▼▼▼
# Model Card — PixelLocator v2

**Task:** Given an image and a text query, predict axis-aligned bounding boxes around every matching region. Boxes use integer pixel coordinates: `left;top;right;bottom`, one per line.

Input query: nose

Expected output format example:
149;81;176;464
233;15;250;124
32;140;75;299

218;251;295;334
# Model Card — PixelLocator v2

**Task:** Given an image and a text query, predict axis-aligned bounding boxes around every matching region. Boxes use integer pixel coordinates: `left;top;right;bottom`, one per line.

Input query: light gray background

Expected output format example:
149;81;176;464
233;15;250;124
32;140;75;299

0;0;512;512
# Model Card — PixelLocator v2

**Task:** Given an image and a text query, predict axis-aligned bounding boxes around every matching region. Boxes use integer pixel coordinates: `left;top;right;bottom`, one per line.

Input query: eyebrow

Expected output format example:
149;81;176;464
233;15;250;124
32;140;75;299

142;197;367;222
▲▲▲
(Exercise goal): Return all of the entries exactly as they were supplied.

(Task answer):
# Model Card — PixelLocator v2

**Task:** Given an image and a text query, predict axis-aligned bounding boxes around every matching region. Boxes use integer pixel coordinates: `left;top;right;bottom`, one per line.

Input query: nose

Expected output format example:
149;81;176;464
233;15;250;124
32;140;75;299

218;251;295;334
# Model Card — PixelLocator v2

**Task:** Given an image and a text query, predict axis-aligned bounding boxes around every matching region. Boxes use integer pixel coordinates: `left;top;right;bottom`, one per line.

Input query: light gray background

Expected output format example:
149;81;176;464
233;15;250;124
32;140;75;299

0;0;512;512
# Model Card — PixelLocator v2

**Task:** Given an image and a text query, predict axis-aligned bounding boxes around every matching region. Boxes use integer pixel coordinates: `left;top;right;bottom`, one per line.

Input query: eyebrow

Expected output format example:
149;81;176;464
233;15;250;124
32;140;75;299

142;197;367;222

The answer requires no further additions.